Problem to solve:
Reproduce the passage on video shooting with amplitude control word for word, between "Next, we show" and "white were printed.", inclusive.

6.3. Video Shooting with Amplitude Control for Patterned Objects at Variable Speeds

Next, we show the experimental results in video shooting with amplitude control for a checkered pattern, when the object speed varied in the range of 0 to 7.55 m/s. In the experiments, the motor command for the belt-conveyor system was set to the following trajectory: the motor command that determines the object speed started to increase from 0 m/s at time $t=$ 4.3 s and reached the maximum conveying speed of 7.55 m/s at time $t=$ 8.0 s. After keeping the maximum speed during 8.0 s for $t=$ 8.0 to 16.2 s, it started to decrease and reached 0 m/s at time $t=$ 26.0 s. Figure 18 shows a checkered pattern on which 2 mm × 2 mm squares of alternating black and white were printed.

Object location annotation data
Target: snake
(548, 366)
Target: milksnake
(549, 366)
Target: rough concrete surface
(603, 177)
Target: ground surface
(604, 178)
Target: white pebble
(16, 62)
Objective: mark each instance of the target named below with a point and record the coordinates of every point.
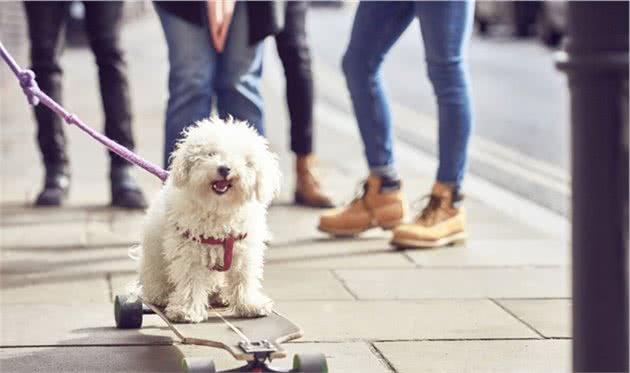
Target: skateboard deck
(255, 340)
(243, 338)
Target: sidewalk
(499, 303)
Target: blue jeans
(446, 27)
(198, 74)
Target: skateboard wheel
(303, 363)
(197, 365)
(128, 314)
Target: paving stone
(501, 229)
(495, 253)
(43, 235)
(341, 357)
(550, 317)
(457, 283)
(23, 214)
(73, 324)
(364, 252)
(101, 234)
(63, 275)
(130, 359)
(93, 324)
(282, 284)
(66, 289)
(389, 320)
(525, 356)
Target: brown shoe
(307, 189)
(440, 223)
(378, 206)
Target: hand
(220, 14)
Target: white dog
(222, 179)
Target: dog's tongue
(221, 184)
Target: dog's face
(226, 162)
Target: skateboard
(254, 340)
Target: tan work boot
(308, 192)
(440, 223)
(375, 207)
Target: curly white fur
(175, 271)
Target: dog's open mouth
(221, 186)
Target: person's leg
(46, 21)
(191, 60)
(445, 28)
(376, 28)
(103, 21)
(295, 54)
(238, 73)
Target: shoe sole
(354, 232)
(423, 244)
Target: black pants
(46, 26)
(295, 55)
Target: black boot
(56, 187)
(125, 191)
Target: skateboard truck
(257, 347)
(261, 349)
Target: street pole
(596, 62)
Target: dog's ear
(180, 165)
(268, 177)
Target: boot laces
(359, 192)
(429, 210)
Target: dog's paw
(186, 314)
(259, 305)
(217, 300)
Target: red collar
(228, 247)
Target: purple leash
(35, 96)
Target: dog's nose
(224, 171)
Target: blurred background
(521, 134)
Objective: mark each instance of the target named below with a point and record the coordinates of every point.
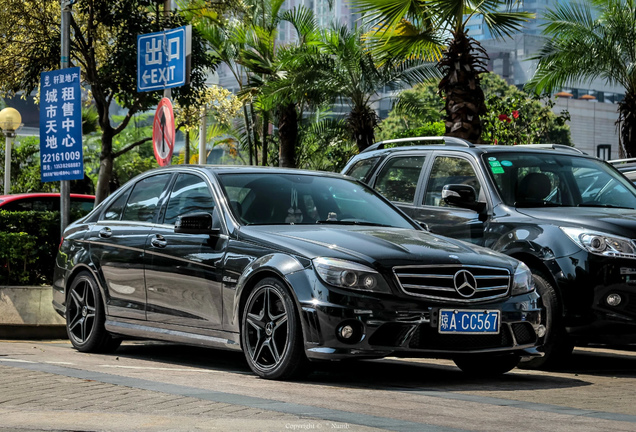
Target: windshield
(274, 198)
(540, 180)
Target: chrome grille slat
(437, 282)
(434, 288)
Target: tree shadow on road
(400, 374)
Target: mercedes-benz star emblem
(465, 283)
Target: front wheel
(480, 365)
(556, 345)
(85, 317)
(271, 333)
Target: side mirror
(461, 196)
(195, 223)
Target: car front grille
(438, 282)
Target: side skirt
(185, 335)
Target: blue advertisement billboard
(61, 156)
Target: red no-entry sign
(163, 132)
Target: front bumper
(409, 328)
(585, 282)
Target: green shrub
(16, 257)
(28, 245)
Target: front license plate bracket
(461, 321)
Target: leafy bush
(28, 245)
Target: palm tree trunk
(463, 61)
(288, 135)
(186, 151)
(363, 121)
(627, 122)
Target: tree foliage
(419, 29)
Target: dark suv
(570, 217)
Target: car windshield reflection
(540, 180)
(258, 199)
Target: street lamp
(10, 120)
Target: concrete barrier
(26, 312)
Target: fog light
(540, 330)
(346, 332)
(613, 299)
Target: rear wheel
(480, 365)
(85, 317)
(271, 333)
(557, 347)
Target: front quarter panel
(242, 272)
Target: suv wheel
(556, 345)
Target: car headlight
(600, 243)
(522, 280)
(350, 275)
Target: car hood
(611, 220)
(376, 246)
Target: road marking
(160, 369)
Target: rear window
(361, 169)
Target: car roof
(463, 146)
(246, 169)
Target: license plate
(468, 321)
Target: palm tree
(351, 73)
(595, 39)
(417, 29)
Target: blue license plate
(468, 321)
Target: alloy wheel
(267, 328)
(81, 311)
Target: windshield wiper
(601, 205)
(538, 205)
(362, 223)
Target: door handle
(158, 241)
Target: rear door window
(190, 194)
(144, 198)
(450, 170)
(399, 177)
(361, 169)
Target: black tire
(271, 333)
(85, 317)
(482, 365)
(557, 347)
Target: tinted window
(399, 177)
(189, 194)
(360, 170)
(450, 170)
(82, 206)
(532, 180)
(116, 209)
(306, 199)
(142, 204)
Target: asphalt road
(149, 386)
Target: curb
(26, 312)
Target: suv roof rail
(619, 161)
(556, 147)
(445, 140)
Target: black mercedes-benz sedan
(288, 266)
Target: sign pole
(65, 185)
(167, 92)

Correct response:
Next, we show the experimental results in video shooting with amplitude control for a checkered pattern, when the object speed varied in the range of 0 to 7.55 m/s. In the experiments, the motor command for the belt-conveyor system was set to the following trajectory: the motor command that determines the object speed started to increase from 0 m/s at time $t=$ 4.3 s and reached the maximum conveying speed of 7.55 m/s at time $t=$ 8.0 s. After keeping the maximum speed during 8.0 s for $t=$ 8.0 to 16.2 s, it started to decrease and reached 0 m/s at time $t=$ 26.0 s. Figure 18 shows a checkered pattern on which 2 mm × 2 mm squares of alternating black and white were printed.